-------- Text

Within days of making it official, suddenly the bill sits–because the beer industry (Goliath) says it will cost them millions to comply with adding the new information to bottles…plus they believe that because it’s beer- EVERYONE knows that has gluten in it…so why should it be labeled as such?
I am a newsie at heart — I just gave you the brief background– a few things have happened since Wednesday — so here’s the update that’s getting me a little fired up.
Argument: Allergens and Gluten are OBVIOUS in Beer
According to the allergy and celiac groups in Canada– this issue has their residents up in arms! They say their research shows nearly 70% of Canadians want the beer industry included in the legislation. But I’m guessing that 21% who don’t– include Dr. Chris Fritsch who wrote an article for the Times Colonist in Canada late yesterday and started it with this very sentence:
“At the risk of sounding condescending to celiac sufferers, the plan by Health Canada to require a warning label on beer that it contains barley or wheat is ridiculous.”

----------------
-------- Data

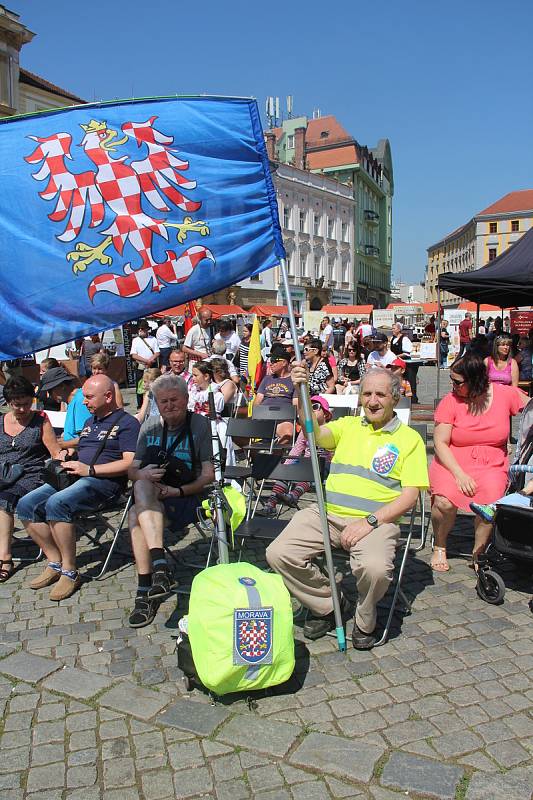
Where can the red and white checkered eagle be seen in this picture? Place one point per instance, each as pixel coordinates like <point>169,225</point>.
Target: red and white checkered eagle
<point>119,193</point>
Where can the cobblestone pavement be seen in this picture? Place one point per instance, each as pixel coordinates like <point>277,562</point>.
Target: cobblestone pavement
<point>93,709</point>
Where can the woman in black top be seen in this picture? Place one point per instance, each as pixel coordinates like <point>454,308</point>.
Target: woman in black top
<point>26,440</point>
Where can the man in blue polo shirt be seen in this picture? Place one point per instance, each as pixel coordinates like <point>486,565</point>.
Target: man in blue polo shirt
<point>105,451</point>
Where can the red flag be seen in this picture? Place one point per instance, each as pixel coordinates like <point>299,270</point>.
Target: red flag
<point>190,313</point>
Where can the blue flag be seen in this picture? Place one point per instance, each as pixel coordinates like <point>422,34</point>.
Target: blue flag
<point>110,212</point>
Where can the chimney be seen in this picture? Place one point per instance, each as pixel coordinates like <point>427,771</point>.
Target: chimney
<point>299,148</point>
<point>270,137</point>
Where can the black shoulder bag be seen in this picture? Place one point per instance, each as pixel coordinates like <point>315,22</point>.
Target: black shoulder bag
<point>177,473</point>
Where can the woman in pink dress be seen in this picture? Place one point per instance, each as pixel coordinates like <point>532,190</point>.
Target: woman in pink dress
<point>501,366</point>
<point>470,464</point>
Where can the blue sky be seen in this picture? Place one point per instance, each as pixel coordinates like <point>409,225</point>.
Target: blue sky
<point>448,83</point>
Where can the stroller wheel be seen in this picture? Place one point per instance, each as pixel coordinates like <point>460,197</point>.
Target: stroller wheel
<point>490,586</point>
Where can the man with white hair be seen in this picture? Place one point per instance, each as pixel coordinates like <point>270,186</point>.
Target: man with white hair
<point>378,468</point>
<point>171,468</point>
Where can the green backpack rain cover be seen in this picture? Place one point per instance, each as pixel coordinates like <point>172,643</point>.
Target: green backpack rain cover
<point>240,628</point>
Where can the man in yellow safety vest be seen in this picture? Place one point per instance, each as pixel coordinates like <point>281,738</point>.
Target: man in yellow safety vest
<point>377,471</point>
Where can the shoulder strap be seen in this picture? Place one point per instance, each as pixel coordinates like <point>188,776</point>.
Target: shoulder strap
<point>103,442</point>
<point>185,433</point>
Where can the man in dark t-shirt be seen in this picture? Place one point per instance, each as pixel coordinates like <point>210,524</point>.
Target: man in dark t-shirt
<point>277,389</point>
<point>105,451</point>
<point>189,440</point>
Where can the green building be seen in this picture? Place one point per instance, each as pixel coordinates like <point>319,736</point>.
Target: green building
<point>323,145</point>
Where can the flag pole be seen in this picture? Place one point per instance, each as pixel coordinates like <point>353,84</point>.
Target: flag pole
<point>308,425</point>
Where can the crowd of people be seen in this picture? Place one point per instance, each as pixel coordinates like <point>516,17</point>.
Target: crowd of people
<point>377,465</point>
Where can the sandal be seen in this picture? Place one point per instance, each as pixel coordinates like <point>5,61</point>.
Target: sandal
<point>5,574</point>
<point>439,562</point>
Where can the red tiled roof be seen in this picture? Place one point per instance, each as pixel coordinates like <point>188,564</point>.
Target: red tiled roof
<point>514,201</point>
<point>32,79</point>
<point>333,157</point>
<point>316,128</point>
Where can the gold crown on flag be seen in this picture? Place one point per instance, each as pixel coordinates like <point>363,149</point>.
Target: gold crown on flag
<point>94,126</point>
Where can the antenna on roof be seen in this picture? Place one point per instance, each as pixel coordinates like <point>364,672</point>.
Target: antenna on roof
<point>289,106</point>
<point>272,111</point>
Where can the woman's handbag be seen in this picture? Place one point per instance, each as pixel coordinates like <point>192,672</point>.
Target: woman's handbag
<point>9,474</point>
<point>57,477</point>
<point>177,473</point>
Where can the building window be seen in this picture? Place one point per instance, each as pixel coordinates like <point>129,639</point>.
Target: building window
<point>331,268</point>
<point>344,232</point>
<point>345,271</point>
<point>288,261</point>
<point>6,80</point>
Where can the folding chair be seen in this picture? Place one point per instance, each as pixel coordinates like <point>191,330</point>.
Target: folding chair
<point>281,413</point>
<point>258,435</point>
<point>96,518</point>
<point>263,527</point>
<point>422,429</point>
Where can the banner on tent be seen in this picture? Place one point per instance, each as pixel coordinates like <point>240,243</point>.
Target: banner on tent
<point>111,211</point>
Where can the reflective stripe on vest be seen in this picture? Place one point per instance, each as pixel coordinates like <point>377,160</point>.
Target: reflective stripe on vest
<point>363,472</point>
<point>350,501</point>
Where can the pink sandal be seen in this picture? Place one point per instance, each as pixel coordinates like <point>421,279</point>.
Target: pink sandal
<point>439,562</point>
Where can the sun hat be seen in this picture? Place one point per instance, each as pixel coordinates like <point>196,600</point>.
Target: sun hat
<point>323,402</point>
<point>54,377</point>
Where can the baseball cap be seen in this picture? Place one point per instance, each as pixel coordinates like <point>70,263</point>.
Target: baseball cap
<point>323,402</point>
<point>278,351</point>
<point>54,377</point>
<point>398,362</point>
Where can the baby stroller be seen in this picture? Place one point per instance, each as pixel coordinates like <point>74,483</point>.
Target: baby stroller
<point>513,524</point>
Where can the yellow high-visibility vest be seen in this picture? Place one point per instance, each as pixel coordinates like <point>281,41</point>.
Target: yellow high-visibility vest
<point>370,466</point>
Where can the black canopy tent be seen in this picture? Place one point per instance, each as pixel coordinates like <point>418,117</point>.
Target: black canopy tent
<point>506,282</point>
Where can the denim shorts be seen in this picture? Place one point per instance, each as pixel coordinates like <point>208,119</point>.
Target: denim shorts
<point>46,504</point>
<point>182,511</point>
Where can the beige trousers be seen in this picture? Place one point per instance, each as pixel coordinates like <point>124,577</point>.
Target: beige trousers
<point>371,562</point>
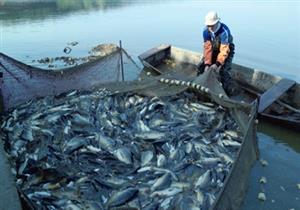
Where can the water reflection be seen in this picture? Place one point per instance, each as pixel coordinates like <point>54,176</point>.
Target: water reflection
<point>280,135</point>
<point>14,11</point>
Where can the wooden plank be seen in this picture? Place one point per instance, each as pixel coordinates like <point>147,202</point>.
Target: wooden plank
<point>271,95</point>
<point>154,51</point>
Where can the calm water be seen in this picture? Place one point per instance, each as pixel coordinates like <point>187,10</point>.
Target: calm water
<point>266,34</point>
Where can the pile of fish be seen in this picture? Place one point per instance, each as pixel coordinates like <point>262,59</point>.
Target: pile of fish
<point>103,150</point>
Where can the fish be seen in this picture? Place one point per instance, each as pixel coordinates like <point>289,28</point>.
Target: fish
<point>162,182</point>
<point>121,197</point>
<point>121,150</point>
<point>124,155</point>
<point>204,180</point>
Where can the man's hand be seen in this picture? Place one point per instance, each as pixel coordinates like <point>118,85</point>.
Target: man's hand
<point>206,68</point>
<point>216,67</point>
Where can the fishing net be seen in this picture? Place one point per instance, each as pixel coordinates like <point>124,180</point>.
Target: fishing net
<point>22,83</point>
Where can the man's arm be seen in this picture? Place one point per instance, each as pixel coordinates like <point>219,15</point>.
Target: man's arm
<point>207,48</point>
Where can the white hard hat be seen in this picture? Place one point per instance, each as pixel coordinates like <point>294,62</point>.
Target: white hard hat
<point>211,18</point>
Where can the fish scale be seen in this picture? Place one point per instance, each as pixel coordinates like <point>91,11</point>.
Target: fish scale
<point>124,147</point>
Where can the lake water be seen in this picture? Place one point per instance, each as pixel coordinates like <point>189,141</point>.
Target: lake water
<point>266,35</point>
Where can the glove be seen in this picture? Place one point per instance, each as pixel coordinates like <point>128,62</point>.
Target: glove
<point>216,67</point>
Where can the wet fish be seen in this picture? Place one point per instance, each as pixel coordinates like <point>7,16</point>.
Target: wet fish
<point>122,197</point>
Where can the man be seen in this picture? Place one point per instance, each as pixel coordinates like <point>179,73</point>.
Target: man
<point>218,49</point>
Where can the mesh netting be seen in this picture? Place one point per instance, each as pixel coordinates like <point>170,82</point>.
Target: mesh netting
<point>21,82</point>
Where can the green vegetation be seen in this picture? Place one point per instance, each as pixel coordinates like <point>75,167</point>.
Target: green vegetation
<point>16,11</point>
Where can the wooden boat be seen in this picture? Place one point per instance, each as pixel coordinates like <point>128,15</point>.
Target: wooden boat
<point>231,195</point>
<point>279,98</point>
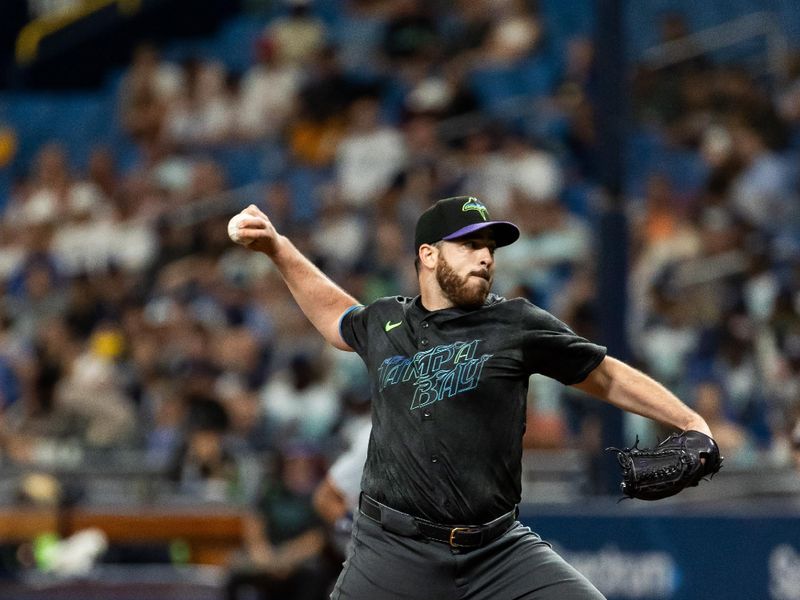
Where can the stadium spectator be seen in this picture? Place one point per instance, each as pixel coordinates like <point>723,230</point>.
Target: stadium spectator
<point>285,556</point>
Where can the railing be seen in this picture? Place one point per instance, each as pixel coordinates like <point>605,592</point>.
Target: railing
<point>31,36</point>
<point>742,29</point>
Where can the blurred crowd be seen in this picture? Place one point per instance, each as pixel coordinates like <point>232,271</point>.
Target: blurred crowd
<point>126,323</point>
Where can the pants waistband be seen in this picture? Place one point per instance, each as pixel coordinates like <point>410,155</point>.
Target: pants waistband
<point>470,536</point>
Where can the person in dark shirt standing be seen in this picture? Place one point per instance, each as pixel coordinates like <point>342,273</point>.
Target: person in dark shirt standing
<point>449,373</point>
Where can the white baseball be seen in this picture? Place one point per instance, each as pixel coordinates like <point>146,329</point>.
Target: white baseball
<point>234,232</point>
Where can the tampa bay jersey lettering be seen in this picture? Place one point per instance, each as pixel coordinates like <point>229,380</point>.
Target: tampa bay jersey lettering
<point>438,373</point>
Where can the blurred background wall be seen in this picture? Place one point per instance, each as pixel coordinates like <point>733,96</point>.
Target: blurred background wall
<point>160,390</point>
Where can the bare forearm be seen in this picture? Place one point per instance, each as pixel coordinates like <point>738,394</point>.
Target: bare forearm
<point>633,391</point>
<point>320,299</point>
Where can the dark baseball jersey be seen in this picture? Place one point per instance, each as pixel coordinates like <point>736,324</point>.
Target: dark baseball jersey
<point>449,391</point>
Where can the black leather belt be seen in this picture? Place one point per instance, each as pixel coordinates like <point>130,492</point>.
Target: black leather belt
<point>468,536</point>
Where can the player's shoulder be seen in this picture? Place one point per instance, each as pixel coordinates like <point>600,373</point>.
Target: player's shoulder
<point>521,308</point>
<point>387,305</point>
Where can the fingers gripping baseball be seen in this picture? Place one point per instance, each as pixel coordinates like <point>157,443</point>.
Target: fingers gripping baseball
<point>253,229</point>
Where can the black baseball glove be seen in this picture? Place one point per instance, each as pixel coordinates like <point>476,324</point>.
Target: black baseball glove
<point>680,461</point>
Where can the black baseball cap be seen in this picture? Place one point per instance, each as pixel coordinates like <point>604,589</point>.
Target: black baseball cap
<point>453,218</point>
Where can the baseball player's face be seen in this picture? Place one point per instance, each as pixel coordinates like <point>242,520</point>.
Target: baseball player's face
<point>465,269</point>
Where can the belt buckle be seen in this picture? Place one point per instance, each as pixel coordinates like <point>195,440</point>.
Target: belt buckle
<point>455,530</point>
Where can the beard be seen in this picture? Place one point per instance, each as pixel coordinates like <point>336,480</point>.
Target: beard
<point>461,291</point>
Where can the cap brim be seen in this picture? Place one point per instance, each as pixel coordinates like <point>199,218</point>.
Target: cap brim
<point>505,232</point>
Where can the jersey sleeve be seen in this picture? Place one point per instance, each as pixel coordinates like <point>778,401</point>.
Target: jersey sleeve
<point>353,328</point>
<point>552,349</point>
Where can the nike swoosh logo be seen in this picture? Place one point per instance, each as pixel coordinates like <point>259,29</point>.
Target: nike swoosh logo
<point>389,325</point>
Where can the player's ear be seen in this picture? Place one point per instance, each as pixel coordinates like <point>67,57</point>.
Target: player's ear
<point>428,255</point>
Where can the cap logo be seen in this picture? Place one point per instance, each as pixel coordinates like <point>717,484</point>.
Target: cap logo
<point>474,204</point>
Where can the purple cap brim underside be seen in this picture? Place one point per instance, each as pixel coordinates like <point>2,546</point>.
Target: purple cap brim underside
<point>477,227</point>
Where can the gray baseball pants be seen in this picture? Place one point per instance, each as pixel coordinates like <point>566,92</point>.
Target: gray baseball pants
<point>519,565</point>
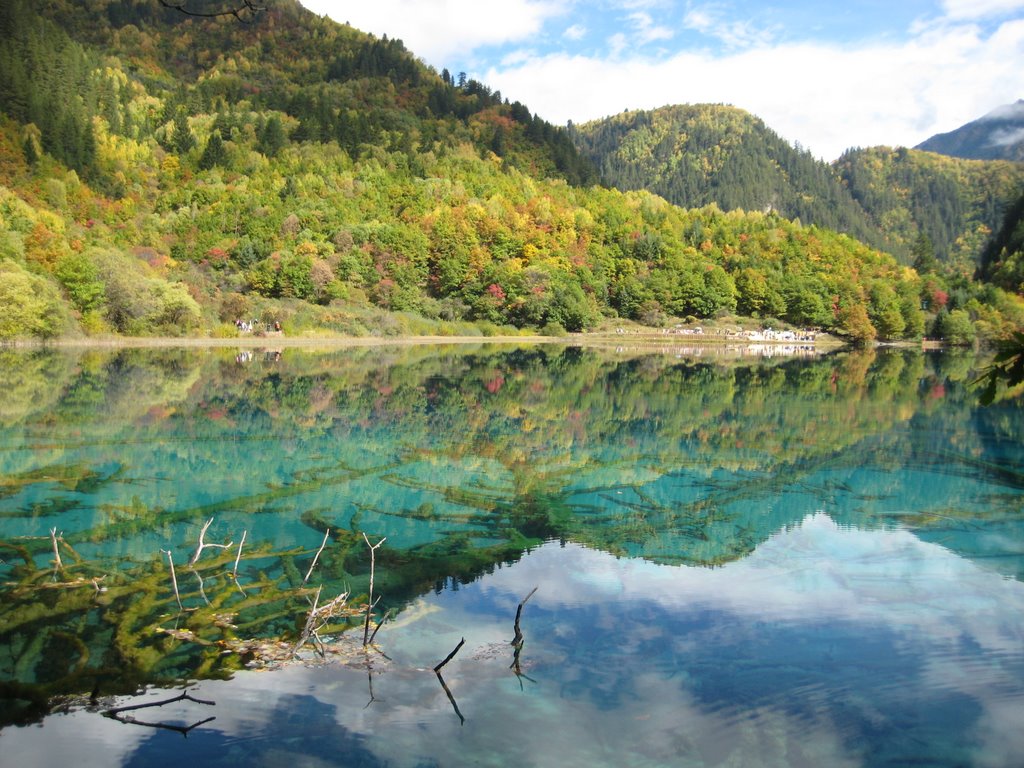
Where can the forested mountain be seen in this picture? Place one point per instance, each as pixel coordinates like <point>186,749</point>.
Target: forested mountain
<point>997,135</point>
<point>1003,260</point>
<point>911,195</point>
<point>697,155</point>
<point>164,174</point>
<point>705,154</point>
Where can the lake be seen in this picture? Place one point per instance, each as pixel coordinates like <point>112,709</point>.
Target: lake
<point>709,558</point>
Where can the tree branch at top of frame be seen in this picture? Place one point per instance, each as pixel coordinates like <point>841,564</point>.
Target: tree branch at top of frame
<point>244,10</point>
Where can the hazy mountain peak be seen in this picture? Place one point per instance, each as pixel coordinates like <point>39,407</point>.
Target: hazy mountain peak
<point>996,135</point>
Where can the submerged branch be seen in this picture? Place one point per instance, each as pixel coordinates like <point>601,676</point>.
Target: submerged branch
<point>316,556</point>
<point>451,655</point>
<point>203,545</point>
<point>517,640</point>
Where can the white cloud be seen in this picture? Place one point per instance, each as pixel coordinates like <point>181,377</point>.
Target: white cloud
<point>438,30</point>
<point>708,20</point>
<point>1006,137</point>
<point>576,32</point>
<point>969,9</point>
<point>645,29</point>
<point>616,44</point>
<point>826,96</point>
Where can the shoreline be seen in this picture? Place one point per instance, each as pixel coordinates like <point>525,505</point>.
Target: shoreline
<point>653,338</point>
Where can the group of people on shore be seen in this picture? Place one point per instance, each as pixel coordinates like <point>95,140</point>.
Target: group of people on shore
<point>253,326</point>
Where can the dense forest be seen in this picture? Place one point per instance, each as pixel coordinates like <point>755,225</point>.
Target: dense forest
<point>701,154</point>
<point>997,135</point>
<point>163,174</point>
<point>697,155</point>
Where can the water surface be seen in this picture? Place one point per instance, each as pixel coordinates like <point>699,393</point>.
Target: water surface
<point>768,561</point>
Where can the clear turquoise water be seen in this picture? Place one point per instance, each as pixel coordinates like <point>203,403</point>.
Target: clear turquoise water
<point>786,561</point>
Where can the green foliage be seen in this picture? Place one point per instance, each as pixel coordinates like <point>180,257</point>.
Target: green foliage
<point>32,307</point>
<point>696,155</point>
<point>342,176</point>
<point>214,153</point>
<point>1003,260</point>
<point>954,327</point>
<point>79,275</point>
<point>919,198</point>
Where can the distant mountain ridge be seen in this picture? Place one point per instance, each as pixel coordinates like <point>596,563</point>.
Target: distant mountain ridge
<point>997,135</point>
<point>696,155</point>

----------------

Directives:
A – Render this sentence from the beer labeling text into Spanish: "They say their research shows nearly 70% of Canadians want the beer industry included in the legislation."
B – According to the beer labeling text, who wrote an article for the Times Colonist?
C – Transcribe the beer labeling text, starting with "Within days of" and going on through "little fired up.".

Results:
A – Dicen que su investigación muestra que casi el 70 % de los canadienses quiere que la industria cervecera se incluya en la legislación.

B – Dr. Chris Fritsch.

C –
Within days of making it official, suddenly the bill sits–because the beer industry (Goliath) says it will cost them millions to comply with adding the new information to bottles…plus they believe that because it’s beer- EVERYONE knows that has gluten in it…so why should it be labeled as such?
I am a newsie at heart — I just gave you the brief background– a few things have happened since Wednesday — so here’s the update that’s getting me a little fired up.